-- begin Data provided --
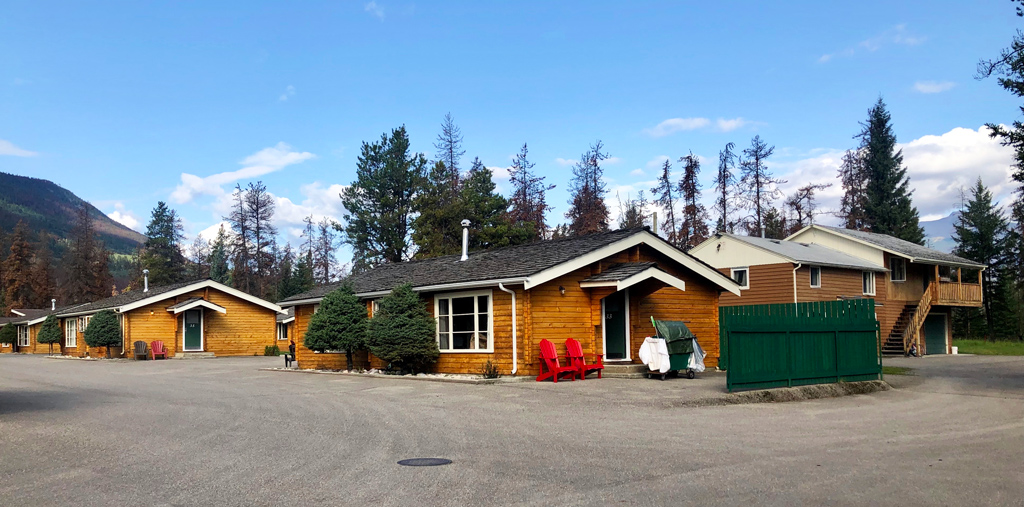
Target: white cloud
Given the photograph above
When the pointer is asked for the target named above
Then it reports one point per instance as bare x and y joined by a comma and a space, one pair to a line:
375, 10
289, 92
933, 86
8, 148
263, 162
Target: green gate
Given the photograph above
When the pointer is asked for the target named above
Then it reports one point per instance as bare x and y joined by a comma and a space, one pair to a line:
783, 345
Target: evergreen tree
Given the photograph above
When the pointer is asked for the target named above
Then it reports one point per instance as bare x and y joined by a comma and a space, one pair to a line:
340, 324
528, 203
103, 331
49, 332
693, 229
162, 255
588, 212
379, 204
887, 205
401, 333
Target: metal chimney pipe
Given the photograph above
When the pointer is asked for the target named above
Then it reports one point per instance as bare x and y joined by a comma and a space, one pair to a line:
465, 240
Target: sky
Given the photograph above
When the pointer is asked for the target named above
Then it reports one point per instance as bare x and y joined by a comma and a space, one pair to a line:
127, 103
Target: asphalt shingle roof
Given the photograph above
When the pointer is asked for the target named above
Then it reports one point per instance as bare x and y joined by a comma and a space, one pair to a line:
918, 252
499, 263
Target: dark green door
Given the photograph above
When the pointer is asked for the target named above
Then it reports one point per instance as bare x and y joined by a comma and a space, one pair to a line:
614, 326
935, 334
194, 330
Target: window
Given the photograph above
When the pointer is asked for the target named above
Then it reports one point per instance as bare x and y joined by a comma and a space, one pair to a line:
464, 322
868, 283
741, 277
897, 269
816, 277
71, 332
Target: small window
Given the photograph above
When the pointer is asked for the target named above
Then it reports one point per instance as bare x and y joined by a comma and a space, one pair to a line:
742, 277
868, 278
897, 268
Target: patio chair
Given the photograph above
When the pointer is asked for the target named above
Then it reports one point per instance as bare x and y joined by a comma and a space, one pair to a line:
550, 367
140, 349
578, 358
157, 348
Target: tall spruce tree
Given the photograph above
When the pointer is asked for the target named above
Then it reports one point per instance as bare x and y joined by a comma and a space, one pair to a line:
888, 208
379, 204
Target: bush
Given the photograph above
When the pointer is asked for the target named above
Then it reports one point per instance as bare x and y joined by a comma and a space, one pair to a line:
-- end Data provided --
* Exercise description *
Reproduce verbatim the rows beginning with the line that contains "Target: asphalt shingle roof" and continuing through the final line of the rows.

* Reply *
Target: asphalt shingle roof
Given the photograph above
When the pointer is asked for the target named above
Then it reports one point per instance as bare x and y joined by a comma and a space, one pair to a line:
918, 252
499, 263
Target: dark green door
Given the photograph above
When the pointer is asked for the target named above
Then it reports one point per instance as bare x and y joined by a comma and a space, one pair to a line:
614, 326
935, 334
194, 330
Target: window
Given the photograph above
When the pointer is asked for the target named above
Then it reports one point per instance as bare x and y joined by a comma and a space, one pair to a line:
464, 322
868, 283
741, 277
897, 269
816, 277
71, 332
Target: small window
Given the photograph above
When the pointer is asked for the target named above
Then it reports one point per instance as bare x and y joined by a comma and a space, one pair to a line:
742, 277
868, 278
897, 268
Target: patio chair
Given the photograph above
When the pointer is asked for the target named above
Then it reports one point per instance as bare x and y joined by a comma and a space, one pair to a line:
550, 367
140, 349
578, 358
157, 348
Target: tall spruce tree
Given the photograph above
When the pointer is asked for the target named above
Then it reports one point per instance as bare x and y joined by a comma and a space, one pair to a line:
888, 208
379, 204
Target: bush
Given the photograph above
When the pointer is asked for the target named above
Then it reports one point per instance as bare x and y joined by a comma and a space, one pair to a line:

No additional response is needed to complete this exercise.